• Texte extrait
________________________________________
Il est aussi question d’une abbaye pleine de secrets. Était-ce pour vous l’occasion de développer une réflexion sur le Bien et le Mal ?
Cela, je crois, va au-delà : cette vallée et cette petite ville sont à l’image de la société et de l’époque actuelles, une époque d’hyper-moralisation, de juges, de censeurs, d’inquisiteurs anonymes ou non. Comme l’a dit Éric Dupond-Moretti, « on est dans une époque moralisatrice qui nous conduit en permanence au manichéisme, c’est le blanc ou le noir sans aucune nuance, c’est les uns contre les autres et les uns qui deviennent les censeurs des autres ». On ne peut mieux dire… On vit une époque terrible, où trop de gens – pas tous, loin s’en faut – ont besoin de juger avant de comprendre, de détruire ceux qui ne pensent pas comme eux, de se trouver des ennemis. Le choix d’avoir campé une partie de l’action dans une abbaye, de son côté, permet de confronter le passé à l’époque actuelle mais aussi de parler de cette obsession de la pureté qui devient la nôtre : c’est effrayant. Qui peut se targuer d’être absolument bon, d’être absolument pur ? Ça n’existe pas. Et puis, Servaz n’est pas croyant, n’est pas religieux, mais quand il entend ces chants qui s’élèvent dans la nuit, il est ému, il est saisi par leur beauté. Et il est, comme moi, fasciné par l’architecture et l’art chrétiens sans être chrétien lui-même.
La colère déborde dans votre histoire. Celle d’une population qui n’a plus confiance dans ses représentants, mais aussi d’une police au bord du burn-out. Le romancier se fait-il le peintre de tensions qui traversent nos sociétés ?
________________________________________
• Données enregistrées
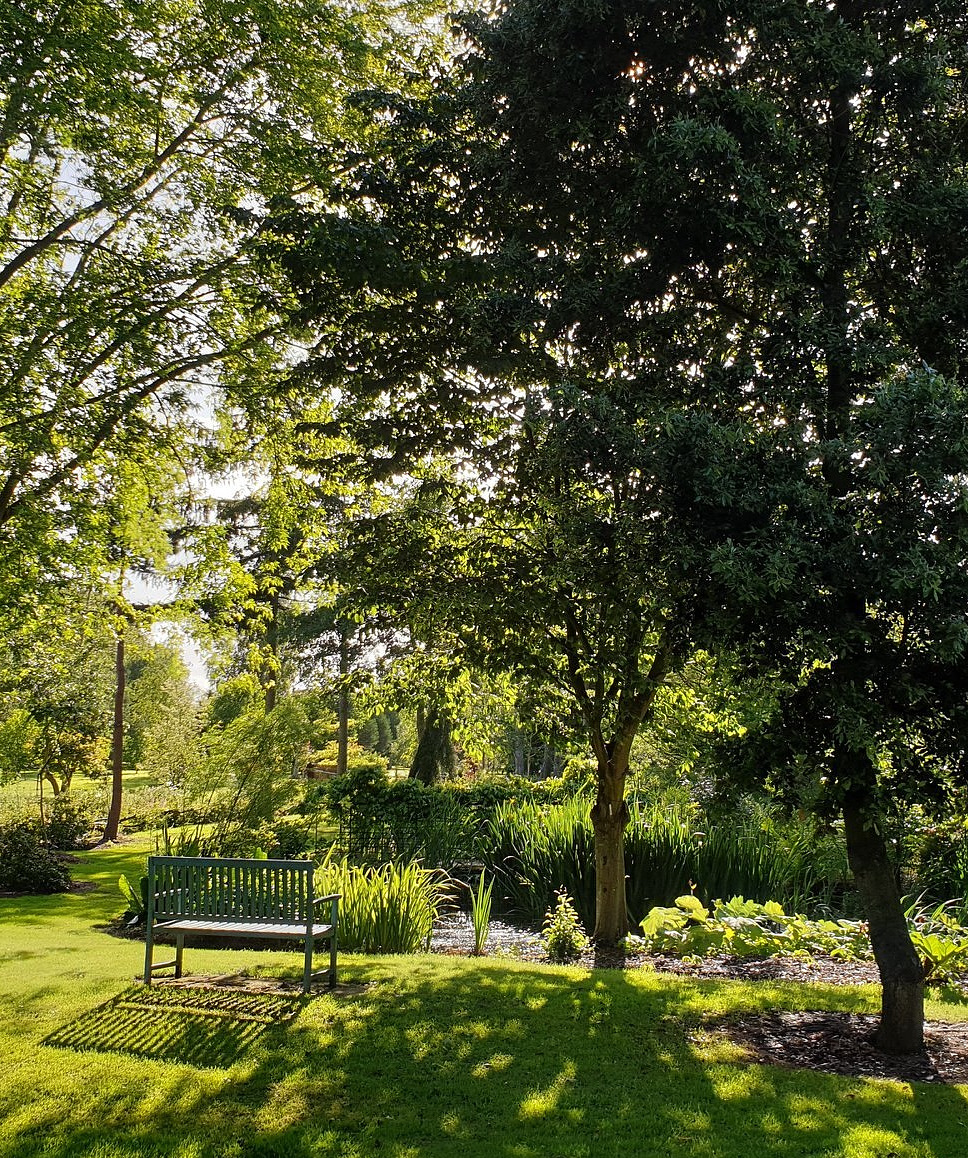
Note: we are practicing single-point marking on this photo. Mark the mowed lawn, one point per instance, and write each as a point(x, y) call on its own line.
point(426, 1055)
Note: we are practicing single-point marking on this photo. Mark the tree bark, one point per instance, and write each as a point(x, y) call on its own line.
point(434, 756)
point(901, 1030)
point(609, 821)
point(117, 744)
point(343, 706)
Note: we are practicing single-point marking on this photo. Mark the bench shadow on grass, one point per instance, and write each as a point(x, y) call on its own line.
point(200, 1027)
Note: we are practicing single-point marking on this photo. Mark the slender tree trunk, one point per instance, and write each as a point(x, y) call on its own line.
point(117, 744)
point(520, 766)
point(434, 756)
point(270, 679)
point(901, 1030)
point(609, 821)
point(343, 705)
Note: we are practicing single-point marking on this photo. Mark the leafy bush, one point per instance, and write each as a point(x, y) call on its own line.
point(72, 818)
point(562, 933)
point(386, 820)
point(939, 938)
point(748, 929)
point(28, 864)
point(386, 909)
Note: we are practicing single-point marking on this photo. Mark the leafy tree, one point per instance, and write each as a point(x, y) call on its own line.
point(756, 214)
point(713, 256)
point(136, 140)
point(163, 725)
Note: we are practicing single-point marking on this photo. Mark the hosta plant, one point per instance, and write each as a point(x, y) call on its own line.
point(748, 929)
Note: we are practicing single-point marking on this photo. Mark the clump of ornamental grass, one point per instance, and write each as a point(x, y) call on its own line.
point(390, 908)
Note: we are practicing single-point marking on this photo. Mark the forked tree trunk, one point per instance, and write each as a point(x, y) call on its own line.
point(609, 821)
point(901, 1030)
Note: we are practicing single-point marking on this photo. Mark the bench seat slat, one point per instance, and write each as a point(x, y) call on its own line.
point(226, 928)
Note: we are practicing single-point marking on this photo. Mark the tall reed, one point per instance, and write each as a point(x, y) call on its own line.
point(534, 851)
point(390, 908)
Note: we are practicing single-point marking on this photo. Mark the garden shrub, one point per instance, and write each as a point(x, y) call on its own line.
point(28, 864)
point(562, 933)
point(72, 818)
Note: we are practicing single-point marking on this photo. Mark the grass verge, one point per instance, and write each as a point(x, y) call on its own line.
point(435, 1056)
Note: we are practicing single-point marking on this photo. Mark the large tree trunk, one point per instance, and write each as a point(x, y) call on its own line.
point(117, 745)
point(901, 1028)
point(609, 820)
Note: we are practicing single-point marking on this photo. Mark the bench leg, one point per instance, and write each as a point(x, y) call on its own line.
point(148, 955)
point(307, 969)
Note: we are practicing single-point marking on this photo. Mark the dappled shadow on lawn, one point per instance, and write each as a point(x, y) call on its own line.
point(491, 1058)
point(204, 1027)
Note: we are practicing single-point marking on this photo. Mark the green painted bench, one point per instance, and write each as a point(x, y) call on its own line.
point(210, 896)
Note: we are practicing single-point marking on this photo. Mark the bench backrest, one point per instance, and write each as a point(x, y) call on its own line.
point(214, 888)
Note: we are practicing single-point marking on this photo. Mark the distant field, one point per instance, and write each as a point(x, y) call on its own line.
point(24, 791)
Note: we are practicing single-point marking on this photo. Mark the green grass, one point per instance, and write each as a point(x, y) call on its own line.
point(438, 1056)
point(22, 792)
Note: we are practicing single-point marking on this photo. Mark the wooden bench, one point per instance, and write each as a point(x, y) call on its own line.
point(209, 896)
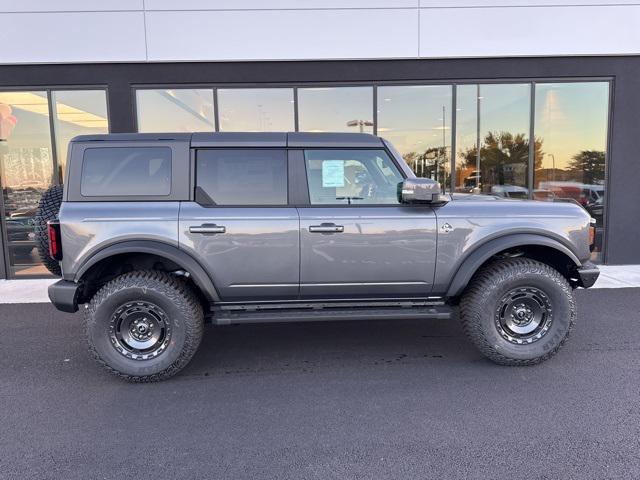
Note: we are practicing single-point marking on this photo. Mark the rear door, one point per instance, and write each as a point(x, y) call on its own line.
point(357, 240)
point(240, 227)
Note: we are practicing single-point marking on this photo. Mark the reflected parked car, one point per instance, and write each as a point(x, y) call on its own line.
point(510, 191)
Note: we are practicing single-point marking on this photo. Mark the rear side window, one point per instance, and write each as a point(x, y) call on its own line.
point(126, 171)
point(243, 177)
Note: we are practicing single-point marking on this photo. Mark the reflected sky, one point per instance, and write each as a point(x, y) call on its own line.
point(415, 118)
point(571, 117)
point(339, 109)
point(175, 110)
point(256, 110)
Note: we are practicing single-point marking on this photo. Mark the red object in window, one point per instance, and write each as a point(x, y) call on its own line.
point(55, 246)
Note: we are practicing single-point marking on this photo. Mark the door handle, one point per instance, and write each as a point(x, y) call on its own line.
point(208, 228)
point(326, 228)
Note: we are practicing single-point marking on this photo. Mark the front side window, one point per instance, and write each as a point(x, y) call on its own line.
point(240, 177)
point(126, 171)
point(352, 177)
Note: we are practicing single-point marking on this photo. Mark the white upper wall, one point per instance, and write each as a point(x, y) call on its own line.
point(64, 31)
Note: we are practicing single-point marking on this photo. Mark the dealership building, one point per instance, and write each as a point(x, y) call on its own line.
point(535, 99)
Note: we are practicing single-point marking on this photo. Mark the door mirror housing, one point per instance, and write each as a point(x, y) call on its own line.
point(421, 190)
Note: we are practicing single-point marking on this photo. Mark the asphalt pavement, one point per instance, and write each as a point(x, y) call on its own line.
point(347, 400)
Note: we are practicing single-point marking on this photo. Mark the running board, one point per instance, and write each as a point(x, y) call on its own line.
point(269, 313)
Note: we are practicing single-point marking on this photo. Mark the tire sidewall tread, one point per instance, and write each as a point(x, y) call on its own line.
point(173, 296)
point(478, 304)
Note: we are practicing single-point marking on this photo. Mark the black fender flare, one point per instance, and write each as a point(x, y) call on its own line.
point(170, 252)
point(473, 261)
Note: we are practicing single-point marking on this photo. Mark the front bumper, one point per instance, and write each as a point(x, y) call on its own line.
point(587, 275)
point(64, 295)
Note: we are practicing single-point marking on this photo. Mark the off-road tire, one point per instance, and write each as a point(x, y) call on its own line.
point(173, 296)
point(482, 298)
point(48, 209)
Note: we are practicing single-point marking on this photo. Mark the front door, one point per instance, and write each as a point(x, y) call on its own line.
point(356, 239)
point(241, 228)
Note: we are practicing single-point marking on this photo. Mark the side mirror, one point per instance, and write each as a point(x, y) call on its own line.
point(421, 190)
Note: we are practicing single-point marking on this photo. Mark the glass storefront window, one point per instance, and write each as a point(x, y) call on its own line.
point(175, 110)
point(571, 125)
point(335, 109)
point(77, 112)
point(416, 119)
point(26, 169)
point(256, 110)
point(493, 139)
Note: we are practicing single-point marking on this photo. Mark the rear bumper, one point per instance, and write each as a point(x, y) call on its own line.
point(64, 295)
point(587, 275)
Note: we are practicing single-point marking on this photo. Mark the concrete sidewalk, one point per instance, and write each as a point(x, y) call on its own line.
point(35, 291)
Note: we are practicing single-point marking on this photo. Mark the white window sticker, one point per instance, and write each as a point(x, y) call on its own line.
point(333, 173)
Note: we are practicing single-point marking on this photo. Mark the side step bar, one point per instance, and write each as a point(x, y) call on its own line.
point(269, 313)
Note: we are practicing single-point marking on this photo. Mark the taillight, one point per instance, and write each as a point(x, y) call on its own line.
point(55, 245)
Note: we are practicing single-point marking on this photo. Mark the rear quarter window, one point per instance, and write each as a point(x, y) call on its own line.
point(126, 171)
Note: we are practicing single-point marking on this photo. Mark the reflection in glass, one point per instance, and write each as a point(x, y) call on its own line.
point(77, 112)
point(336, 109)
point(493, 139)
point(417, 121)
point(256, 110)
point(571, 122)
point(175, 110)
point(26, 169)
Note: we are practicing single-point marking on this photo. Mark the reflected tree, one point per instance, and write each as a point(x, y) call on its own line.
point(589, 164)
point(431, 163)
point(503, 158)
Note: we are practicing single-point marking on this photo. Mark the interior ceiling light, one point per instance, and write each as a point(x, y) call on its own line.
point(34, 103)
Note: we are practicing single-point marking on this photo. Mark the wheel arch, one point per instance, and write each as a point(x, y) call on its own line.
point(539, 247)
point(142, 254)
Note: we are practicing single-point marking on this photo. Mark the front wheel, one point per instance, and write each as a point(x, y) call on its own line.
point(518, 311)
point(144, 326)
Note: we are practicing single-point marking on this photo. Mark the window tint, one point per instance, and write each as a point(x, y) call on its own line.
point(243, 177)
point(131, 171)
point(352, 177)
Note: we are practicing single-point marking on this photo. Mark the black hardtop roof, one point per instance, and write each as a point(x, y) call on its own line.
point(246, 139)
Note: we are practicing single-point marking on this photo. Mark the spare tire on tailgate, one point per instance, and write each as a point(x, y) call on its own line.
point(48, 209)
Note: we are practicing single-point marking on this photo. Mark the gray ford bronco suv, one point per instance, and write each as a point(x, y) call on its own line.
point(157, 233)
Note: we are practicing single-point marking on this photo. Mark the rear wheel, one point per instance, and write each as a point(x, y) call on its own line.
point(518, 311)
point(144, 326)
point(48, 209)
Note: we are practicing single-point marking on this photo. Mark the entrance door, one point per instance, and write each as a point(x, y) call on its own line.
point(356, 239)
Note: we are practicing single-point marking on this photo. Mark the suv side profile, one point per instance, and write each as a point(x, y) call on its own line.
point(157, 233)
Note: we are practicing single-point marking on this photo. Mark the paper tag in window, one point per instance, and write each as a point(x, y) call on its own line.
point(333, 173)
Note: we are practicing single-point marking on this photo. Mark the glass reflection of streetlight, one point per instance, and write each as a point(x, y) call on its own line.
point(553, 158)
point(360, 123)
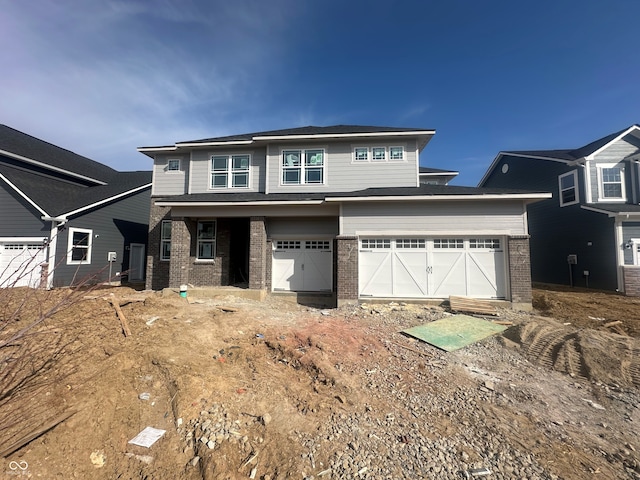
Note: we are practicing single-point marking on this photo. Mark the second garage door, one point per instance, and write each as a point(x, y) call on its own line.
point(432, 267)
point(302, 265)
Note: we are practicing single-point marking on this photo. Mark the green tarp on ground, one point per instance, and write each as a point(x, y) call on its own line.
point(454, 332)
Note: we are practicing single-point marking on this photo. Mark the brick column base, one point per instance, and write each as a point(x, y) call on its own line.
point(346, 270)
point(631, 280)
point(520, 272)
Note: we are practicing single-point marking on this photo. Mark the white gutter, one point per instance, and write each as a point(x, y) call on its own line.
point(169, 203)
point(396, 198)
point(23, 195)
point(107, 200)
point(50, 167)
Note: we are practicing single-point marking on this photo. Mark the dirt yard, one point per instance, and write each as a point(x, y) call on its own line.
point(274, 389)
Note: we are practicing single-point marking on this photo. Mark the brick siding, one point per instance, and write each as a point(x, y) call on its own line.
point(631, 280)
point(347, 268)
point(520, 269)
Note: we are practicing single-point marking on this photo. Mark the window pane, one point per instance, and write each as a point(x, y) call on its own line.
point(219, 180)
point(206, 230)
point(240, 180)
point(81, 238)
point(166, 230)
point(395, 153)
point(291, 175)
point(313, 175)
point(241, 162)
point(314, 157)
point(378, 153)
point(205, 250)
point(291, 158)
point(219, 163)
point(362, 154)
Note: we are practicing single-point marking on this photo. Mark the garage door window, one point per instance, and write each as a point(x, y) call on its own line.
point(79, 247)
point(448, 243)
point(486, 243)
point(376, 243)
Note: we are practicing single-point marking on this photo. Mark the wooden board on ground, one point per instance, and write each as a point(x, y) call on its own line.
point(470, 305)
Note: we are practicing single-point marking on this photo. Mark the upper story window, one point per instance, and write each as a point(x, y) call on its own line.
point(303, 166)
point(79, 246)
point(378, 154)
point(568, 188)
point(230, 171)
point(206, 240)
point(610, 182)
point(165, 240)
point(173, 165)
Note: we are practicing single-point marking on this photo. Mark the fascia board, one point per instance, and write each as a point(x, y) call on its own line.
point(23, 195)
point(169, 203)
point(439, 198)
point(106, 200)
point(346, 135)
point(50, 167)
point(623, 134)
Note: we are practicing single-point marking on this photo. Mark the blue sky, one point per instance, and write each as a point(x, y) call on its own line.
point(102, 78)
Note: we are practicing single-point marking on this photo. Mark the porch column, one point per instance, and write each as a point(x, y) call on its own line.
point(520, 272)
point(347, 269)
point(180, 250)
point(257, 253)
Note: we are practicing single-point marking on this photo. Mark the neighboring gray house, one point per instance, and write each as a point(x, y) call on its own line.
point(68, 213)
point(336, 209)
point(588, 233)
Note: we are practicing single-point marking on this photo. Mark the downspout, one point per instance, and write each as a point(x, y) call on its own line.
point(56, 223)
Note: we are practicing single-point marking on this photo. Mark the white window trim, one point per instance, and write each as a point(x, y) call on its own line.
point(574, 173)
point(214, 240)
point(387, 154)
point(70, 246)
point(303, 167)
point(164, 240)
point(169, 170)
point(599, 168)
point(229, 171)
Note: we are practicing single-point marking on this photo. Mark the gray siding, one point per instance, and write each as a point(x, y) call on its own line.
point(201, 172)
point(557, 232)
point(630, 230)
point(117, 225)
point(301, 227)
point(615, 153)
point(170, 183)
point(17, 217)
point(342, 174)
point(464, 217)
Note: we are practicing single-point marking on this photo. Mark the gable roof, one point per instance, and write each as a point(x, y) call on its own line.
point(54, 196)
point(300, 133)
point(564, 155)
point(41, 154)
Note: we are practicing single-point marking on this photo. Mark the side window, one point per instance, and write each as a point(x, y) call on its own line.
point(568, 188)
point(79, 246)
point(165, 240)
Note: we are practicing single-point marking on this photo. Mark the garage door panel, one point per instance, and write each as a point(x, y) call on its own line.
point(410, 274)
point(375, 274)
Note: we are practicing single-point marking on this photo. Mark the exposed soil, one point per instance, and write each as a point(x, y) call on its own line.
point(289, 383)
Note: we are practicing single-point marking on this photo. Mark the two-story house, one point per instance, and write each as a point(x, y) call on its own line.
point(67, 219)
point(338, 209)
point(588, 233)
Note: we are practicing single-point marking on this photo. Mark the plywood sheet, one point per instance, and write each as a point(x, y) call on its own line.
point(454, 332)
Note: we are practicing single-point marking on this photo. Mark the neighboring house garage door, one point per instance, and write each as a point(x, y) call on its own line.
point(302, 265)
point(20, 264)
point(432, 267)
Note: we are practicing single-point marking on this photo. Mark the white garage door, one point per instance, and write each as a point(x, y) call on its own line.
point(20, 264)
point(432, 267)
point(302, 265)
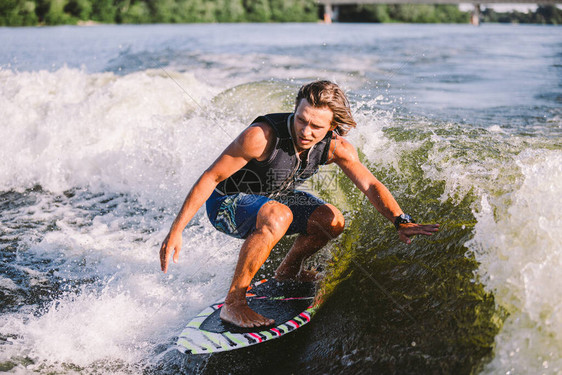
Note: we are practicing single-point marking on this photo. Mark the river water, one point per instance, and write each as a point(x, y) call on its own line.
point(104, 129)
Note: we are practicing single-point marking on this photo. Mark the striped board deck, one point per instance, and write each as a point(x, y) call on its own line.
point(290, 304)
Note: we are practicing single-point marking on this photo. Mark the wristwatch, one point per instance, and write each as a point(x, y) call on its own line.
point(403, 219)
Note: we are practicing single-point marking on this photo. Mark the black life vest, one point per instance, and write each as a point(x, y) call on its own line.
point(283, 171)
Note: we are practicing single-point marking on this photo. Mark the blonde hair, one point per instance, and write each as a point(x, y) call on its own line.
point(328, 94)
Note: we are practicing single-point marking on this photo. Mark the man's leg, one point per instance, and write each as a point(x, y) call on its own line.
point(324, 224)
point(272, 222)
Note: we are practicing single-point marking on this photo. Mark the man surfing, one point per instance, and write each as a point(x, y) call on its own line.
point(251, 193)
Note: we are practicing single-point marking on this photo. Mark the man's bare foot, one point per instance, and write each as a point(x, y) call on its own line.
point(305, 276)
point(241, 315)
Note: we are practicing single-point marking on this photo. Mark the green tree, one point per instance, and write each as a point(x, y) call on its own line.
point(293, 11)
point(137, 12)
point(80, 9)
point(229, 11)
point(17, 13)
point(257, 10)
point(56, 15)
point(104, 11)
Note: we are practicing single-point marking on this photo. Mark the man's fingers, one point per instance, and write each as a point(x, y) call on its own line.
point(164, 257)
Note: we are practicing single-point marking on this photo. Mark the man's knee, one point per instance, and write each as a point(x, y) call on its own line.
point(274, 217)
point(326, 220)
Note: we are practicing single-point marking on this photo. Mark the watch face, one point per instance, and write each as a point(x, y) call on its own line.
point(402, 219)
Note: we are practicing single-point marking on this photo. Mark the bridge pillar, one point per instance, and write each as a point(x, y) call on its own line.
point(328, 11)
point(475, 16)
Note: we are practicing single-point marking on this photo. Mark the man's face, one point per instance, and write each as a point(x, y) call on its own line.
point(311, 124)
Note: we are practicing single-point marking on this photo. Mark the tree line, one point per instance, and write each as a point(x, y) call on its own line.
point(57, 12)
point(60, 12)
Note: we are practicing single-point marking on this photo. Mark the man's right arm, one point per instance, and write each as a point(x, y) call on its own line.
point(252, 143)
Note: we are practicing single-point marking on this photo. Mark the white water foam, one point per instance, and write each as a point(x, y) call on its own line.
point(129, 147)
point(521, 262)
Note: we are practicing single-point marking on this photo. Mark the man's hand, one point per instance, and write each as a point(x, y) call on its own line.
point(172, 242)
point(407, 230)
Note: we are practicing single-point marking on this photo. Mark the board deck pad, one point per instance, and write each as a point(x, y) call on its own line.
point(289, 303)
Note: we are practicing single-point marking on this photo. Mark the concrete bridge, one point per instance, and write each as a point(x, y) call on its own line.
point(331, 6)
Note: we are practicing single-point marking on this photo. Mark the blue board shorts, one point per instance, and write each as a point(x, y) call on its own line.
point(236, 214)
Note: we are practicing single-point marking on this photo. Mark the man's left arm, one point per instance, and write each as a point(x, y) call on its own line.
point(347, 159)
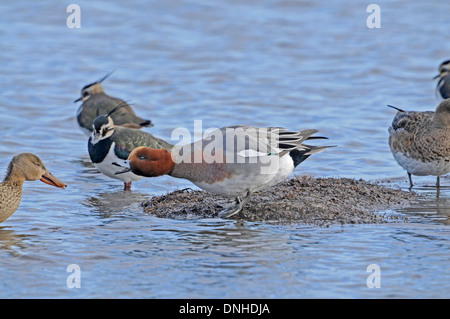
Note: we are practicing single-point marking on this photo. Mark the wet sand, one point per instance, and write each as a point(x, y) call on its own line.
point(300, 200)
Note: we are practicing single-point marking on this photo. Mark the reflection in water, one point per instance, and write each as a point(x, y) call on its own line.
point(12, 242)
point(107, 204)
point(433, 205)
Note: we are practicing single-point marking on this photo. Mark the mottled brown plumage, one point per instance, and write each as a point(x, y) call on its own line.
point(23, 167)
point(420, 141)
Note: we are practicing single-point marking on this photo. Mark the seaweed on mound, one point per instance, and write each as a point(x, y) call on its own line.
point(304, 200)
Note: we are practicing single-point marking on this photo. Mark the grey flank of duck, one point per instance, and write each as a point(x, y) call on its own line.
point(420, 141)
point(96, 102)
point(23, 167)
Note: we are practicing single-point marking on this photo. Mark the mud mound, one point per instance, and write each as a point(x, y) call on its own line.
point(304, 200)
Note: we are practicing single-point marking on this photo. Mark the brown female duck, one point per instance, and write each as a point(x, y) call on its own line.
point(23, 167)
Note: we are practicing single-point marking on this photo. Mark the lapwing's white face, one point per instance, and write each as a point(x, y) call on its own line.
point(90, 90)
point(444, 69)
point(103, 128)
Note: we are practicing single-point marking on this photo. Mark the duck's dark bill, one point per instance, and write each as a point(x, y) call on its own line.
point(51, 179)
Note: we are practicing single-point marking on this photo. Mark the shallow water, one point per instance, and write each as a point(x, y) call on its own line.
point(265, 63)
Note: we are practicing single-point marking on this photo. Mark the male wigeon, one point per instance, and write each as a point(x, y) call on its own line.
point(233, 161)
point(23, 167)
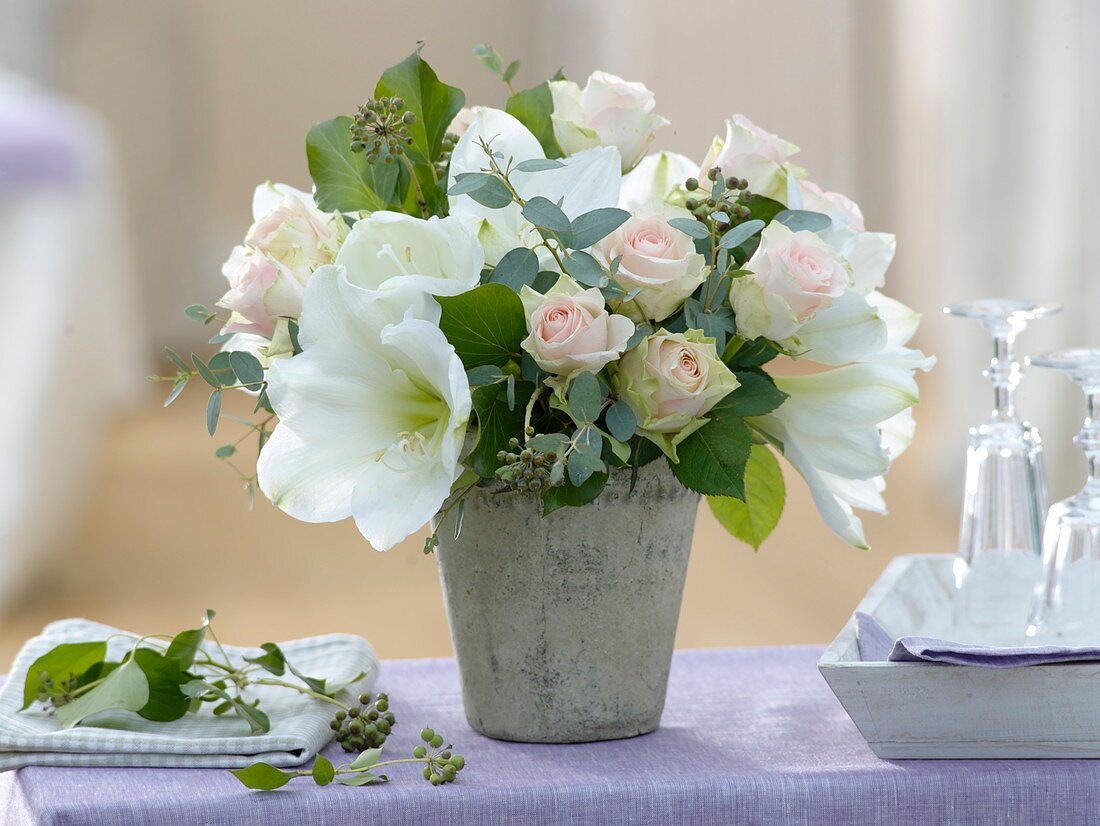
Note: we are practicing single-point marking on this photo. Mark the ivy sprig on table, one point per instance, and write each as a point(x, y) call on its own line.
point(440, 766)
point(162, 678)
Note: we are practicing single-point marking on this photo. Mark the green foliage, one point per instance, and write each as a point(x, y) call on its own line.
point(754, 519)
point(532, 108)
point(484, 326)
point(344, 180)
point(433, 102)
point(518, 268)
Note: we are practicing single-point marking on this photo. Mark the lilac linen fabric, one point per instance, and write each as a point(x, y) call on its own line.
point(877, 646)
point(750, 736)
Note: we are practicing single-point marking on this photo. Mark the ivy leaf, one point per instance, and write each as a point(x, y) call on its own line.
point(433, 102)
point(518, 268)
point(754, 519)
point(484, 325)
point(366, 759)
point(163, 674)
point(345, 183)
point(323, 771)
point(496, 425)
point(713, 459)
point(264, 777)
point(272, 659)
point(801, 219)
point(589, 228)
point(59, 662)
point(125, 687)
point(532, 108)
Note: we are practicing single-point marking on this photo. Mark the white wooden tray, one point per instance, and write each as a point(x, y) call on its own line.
________________________________________
• Tâches à réaliser
(1) Recopiez le passage de l'entretien qui va de « La colère déborde » à « nos sociétés ? », ces deux bouts inclus.
(2) Pour chacune des affirmations suivantes, dites par oui ou par non si elle est conforme à l'entretien, et citez les mots de l'entretien qui permettent de trancher. (a) Servaz est croyant. (b) Une partie de l'action se passe dans une abbaye. (c) Selon la personne interrogée, tous les gens ont besoin de juger avant de comprendre.

• Réponses par tâche
(1)
La colère déborde dans votre histoire. Celle d’une population qui n’a plus confiance dans ses représentants, mais aussi d’une police au bord du burn-out. Le romancier se fait-il le peintre de tensions qui traversent nos sociétés ?

(2)
(a) Non : « Servaz n’est pas croyant, n’est pas religieux »
(b) Oui : « Le choix d’avoir campé une partie de l’action dans une abbaye »
(c) Non : « trop de gens – pas tous, loin s’en faut – ont besoin de juger avant de comprendre »